**Exercise objective:**
From the material below, return exactly the lines starting at the one that holds "x=208, y=256" and ending at the one that holds "x=228, y=84". Pictures stay out of the answer.

___ Exercise materials ___

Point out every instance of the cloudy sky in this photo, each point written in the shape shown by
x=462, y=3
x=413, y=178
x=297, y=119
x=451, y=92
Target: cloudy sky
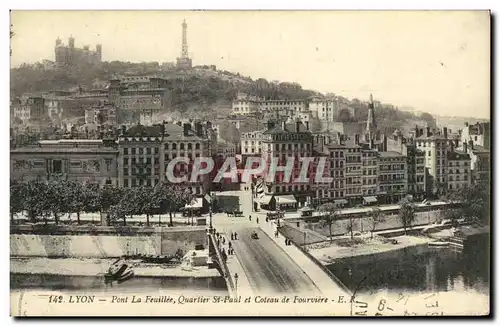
x=433, y=61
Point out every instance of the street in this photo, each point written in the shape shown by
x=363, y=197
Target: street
x=267, y=267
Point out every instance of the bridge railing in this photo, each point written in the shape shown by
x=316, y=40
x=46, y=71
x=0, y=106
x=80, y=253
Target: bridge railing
x=227, y=274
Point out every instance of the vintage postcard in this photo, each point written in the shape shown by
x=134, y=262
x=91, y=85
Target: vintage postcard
x=250, y=163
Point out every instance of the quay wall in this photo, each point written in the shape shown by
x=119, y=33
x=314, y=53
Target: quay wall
x=165, y=241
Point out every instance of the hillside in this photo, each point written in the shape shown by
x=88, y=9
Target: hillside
x=200, y=91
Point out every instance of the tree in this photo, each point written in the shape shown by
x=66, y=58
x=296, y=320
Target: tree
x=473, y=203
x=73, y=196
x=377, y=216
x=406, y=213
x=55, y=199
x=330, y=217
x=16, y=199
x=110, y=196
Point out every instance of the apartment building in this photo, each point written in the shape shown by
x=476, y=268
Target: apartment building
x=146, y=151
x=392, y=177
x=283, y=141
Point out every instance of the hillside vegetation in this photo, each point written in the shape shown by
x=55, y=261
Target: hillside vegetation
x=198, y=90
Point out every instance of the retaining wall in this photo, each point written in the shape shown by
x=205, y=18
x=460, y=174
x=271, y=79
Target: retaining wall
x=166, y=242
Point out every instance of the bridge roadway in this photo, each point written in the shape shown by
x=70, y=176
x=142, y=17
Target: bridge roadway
x=267, y=268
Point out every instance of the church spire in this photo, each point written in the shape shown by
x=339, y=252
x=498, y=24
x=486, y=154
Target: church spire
x=371, y=124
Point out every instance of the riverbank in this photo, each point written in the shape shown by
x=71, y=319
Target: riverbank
x=343, y=247
x=95, y=267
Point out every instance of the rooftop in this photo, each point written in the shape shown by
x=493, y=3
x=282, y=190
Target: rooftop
x=172, y=132
x=390, y=154
x=289, y=128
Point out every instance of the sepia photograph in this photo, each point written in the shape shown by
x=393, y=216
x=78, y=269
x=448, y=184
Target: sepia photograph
x=250, y=163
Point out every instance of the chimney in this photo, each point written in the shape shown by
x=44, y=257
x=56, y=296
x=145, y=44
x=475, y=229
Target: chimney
x=471, y=144
x=187, y=126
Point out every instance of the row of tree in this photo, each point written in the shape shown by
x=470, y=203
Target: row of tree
x=41, y=200
x=472, y=205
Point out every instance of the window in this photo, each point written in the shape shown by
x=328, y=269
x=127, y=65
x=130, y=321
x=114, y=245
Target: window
x=56, y=166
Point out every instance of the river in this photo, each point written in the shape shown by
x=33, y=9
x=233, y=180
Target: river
x=416, y=270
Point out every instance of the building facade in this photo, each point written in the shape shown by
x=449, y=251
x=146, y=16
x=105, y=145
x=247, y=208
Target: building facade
x=102, y=114
x=251, y=143
x=146, y=151
x=280, y=142
x=459, y=172
x=392, y=177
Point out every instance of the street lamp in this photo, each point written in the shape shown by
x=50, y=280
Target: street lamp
x=236, y=283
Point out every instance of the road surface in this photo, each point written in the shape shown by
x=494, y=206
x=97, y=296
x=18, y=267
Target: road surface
x=268, y=269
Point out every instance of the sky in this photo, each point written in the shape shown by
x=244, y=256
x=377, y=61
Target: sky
x=438, y=62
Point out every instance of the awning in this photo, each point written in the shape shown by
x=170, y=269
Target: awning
x=196, y=203
x=287, y=199
x=370, y=199
x=265, y=199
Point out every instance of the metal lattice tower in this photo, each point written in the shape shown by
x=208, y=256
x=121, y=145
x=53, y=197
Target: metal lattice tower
x=184, y=53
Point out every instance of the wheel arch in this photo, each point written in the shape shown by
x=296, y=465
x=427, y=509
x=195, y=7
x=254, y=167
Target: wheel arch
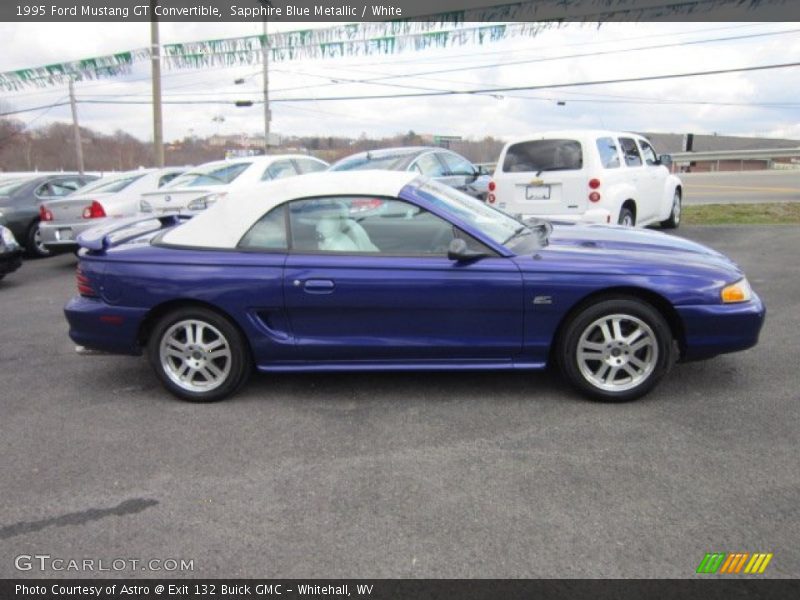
x=158, y=311
x=654, y=299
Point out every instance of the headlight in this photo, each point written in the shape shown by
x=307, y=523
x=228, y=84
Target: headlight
x=737, y=292
x=7, y=237
x=204, y=202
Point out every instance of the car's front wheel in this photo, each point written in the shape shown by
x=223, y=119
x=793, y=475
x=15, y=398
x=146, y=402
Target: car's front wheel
x=199, y=355
x=616, y=349
x=675, y=213
x=33, y=244
x=626, y=217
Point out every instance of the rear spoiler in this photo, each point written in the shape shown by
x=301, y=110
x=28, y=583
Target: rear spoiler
x=122, y=230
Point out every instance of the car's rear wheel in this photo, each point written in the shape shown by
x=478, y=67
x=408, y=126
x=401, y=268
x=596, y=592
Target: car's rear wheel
x=33, y=244
x=199, y=355
x=616, y=349
x=626, y=218
x=675, y=214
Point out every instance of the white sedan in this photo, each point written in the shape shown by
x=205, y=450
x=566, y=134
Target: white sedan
x=202, y=186
x=113, y=197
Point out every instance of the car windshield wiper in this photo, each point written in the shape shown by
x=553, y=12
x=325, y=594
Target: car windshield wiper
x=522, y=230
x=542, y=228
x=556, y=168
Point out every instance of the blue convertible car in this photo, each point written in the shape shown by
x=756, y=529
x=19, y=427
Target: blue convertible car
x=390, y=271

___

**Expected output:**
x=208, y=256
x=121, y=145
x=53, y=197
Target: metal lattice tower
x=184, y=53
Point out every instance of the wheel arch in this photo, each point written in the shape shown by
x=296, y=465
x=427, y=509
x=195, y=7
x=254, y=167
Target: wheel arch
x=158, y=311
x=654, y=299
Point out every instance of the headlight in this photo, each point written in the shape shown by
x=307, y=523
x=228, y=84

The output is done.